_Task objective_.
Please count the lines of the records below that contain the string "clicks" (case counts), and give only that number.

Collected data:
•••••

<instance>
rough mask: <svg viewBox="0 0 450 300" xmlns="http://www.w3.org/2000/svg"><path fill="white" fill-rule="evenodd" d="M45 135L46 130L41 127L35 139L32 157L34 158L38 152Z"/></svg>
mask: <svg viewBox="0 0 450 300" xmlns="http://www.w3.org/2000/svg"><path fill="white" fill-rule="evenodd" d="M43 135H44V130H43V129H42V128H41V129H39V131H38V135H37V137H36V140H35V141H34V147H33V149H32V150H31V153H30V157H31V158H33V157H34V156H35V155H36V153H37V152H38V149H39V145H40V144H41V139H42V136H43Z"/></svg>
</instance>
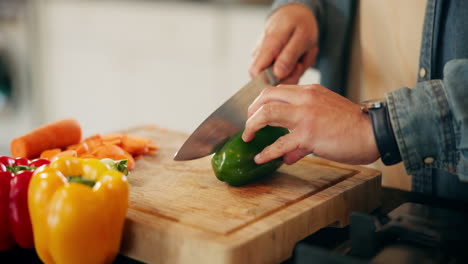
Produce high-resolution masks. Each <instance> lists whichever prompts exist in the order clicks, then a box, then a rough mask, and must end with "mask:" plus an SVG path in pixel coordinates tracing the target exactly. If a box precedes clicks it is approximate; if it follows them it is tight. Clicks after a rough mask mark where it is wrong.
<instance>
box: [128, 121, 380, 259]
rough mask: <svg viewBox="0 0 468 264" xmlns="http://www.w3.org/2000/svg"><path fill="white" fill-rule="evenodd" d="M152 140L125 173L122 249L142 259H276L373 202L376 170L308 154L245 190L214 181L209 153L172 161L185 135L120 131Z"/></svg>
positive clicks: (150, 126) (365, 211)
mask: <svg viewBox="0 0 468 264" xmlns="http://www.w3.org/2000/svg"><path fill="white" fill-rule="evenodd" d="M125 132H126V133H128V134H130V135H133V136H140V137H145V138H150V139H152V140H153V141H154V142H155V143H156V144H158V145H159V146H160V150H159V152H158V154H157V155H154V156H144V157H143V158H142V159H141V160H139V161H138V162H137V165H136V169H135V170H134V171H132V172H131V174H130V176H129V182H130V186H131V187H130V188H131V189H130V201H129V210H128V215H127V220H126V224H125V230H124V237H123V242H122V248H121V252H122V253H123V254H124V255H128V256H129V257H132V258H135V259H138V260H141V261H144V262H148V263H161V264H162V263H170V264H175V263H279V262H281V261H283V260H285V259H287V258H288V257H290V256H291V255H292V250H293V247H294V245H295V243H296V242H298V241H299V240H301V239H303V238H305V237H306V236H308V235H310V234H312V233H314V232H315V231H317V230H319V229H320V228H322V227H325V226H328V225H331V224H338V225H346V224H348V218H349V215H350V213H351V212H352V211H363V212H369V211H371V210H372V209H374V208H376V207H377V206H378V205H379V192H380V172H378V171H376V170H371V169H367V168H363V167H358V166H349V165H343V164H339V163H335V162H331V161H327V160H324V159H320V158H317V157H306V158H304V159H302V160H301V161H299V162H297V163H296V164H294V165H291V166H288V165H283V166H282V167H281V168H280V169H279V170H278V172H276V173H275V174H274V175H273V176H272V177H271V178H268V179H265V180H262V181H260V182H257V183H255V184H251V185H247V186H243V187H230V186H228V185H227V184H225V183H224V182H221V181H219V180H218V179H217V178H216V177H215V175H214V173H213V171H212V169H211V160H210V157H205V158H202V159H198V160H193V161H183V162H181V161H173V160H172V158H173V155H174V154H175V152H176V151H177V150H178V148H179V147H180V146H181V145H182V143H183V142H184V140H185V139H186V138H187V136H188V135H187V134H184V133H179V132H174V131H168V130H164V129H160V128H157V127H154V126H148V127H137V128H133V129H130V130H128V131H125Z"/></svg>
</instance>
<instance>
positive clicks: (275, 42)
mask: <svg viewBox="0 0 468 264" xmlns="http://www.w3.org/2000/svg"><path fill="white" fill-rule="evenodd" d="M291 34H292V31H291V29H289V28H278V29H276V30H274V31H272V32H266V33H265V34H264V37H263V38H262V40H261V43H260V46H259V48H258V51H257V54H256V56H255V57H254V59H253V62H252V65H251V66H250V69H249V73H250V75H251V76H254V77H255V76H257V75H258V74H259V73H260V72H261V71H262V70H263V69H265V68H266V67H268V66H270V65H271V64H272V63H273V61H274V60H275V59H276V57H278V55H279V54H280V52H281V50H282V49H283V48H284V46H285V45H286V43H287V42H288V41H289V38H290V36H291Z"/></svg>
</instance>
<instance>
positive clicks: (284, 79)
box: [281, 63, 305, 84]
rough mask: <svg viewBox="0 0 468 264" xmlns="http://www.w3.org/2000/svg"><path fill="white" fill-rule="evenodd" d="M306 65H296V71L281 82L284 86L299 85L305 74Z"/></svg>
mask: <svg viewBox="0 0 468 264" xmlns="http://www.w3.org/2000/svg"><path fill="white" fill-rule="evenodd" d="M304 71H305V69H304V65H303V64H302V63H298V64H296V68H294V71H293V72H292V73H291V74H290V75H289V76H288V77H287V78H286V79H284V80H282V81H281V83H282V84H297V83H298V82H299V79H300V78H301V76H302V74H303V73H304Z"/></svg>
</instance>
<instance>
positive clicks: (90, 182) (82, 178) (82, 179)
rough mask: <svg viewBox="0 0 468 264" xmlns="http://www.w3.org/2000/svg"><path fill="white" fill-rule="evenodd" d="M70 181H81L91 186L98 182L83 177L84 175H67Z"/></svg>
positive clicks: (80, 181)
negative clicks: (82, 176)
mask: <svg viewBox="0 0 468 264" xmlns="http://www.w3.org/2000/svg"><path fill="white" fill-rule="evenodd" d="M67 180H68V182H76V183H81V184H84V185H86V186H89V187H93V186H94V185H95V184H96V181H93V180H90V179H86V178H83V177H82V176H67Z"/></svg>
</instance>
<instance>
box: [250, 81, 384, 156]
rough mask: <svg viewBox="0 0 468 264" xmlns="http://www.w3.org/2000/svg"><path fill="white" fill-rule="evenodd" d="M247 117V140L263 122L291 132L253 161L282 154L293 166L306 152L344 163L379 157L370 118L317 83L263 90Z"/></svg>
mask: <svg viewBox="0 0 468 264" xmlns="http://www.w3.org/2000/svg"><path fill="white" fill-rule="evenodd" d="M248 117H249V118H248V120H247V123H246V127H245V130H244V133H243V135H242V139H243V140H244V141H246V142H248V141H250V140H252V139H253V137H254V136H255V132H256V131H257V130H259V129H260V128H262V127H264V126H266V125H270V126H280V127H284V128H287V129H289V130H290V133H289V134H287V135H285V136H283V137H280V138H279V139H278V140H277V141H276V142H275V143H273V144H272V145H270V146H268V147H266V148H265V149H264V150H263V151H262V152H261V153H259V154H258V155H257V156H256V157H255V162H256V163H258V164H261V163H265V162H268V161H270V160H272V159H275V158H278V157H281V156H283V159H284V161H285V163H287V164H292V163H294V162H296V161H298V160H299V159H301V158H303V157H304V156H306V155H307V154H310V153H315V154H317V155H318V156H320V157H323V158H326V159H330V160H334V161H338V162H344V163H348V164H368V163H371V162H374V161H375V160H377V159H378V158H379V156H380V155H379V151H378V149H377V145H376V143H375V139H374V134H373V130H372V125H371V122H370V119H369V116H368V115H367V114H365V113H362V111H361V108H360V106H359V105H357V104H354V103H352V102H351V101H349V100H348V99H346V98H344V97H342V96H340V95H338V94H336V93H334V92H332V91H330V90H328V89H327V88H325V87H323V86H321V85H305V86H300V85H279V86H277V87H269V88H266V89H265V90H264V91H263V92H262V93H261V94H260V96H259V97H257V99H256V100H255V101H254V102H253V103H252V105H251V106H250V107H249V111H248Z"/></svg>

•••••

_Your solution_.
7